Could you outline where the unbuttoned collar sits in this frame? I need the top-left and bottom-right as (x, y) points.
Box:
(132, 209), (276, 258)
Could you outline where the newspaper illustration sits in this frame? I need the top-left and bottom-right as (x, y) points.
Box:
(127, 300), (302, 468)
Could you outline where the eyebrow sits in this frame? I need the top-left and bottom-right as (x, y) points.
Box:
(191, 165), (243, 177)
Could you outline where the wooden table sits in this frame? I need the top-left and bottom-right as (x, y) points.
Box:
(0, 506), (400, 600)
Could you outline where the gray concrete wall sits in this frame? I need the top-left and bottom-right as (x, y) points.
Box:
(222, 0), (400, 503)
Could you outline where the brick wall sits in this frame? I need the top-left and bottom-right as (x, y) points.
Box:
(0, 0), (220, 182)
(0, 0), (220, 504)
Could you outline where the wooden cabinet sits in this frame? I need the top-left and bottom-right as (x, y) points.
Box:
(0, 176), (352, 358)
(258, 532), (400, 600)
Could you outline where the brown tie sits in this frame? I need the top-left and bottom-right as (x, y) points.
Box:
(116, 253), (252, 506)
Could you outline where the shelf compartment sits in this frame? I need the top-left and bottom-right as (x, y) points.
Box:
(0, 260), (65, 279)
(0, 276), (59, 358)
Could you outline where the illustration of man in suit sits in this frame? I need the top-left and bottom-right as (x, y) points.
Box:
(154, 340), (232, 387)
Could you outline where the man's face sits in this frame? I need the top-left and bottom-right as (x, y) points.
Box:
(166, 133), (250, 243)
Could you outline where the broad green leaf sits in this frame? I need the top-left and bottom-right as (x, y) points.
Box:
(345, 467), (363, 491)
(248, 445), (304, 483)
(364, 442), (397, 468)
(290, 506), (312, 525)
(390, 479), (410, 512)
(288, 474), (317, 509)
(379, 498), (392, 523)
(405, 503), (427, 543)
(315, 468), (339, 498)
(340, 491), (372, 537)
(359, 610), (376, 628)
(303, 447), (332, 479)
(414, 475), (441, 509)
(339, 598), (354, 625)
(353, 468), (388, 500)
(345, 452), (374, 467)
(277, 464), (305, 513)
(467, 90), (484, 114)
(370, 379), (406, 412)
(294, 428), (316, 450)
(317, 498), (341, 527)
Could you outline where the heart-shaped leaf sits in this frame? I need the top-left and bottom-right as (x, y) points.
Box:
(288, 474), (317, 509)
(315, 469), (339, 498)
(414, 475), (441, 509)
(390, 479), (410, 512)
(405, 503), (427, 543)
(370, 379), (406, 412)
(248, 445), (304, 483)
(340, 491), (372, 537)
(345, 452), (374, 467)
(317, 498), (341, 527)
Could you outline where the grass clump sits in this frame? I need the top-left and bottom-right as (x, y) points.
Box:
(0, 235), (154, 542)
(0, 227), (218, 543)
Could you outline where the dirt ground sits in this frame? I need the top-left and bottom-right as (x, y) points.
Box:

◆ EXERCISE TASK ◆
Reproduce every one of the records above without changing a single character.

◆ FINAL RESULT ◆
Could you outline where the unbuttoned collar sits in this frame? I need the top-left and bottom-right as (x, y) points.
Box:
(132, 209), (276, 258)
Could you outline where the newspaper illustration sits in this frame? I need the top-left and bottom-right as (x, y) points.
Box:
(127, 300), (302, 468)
Could you outline where the eyebrow sits in this frame? I need the top-left and bottom-right as (x, y) points.
Box:
(191, 165), (243, 177)
Could you outline where the wooden table sits in this frame? I need the top-left and bottom-right as (x, y) points.
Box:
(0, 506), (400, 600)
Could you outline where the gray concrete wall sits in this frame? I need the top-left and bottom-right as (x, y) points.
Box:
(222, 0), (400, 503)
Could you outline where the brick wall sits in this frame? I need the top-left and bottom-right as (x, y) points.
Box:
(0, 0), (220, 182)
(0, 0), (220, 504)
Could you outline where the wooden cabinet sits in this frame? I need the top-left and bottom-right as (x, y) points.
Box:
(0, 176), (352, 358)
(258, 532), (400, 600)
Could you outline where the brown tie sits in this frame? I need the top-left and bottom-right as (x, y) points.
Box:
(116, 253), (252, 506)
Could you outline where the shelf compartment sits in this frame? I need the top-left and bottom-right as (x, y) points.
Box:
(0, 260), (65, 279)
(0, 276), (59, 358)
Could you outline where the illustration of man in suit sits in this frame? I need the top-left and bottom-right as (x, y) points.
Box:
(154, 340), (232, 387)
Could you outline where the man's face sits in this frame? I need the top-left and bottom-right as (x, y) points.
Box:
(166, 133), (250, 243)
Could you outline where the broad green leaf sits in this frame? I need the top-left and bottom-right as (x, y) points.
Box:
(345, 467), (363, 491)
(248, 445), (304, 483)
(364, 442), (397, 468)
(290, 506), (312, 525)
(390, 479), (410, 512)
(288, 474), (317, 509)
(379, 498), (392, 523)
(405, 503), (427, 543)
(315, 468), (339, 498)
(340, 491), (372, 537)
(359, 610), (376, 628)
(303, 447), (332, 479)
(414, 475), (441, 509)
(339, 598), (354, 625)
(353, 468), (388, 500)
(345, 452), (374, 467)
(277, 464), (305, 513)
(467, 90), (484, 114)
(370, 379), (406, 412)
(294, 428), (316, 450)
(317, 498), (341, 527)
Could you outline where the heart-shaped leaf sits in this frame? I need the top-left and bottom-right as (x, y) points.
Box:
(288, 474), (317, 509)
(315, 469), (339, 498)
(414, 475), (441, 509)
(390, 479), (410, 512)
(405, 503), (427, 543)
(370, 379), (406, 412)
(248, 445), (304, 483)
(340, 491), (372, 537)
(345, 452), (374, 467)
(317, 498), (341, 527)
Could you outline where the grass clump sits in this frame? I need the top-left and bottom-right as (x, y) points.
Box:
(0, 235), (154, 542)
(0, 227), (218, 543)
Could you outline where the dirt ground sits in this frame? I need the top-left and bottom-right as (x, y) points.
Box:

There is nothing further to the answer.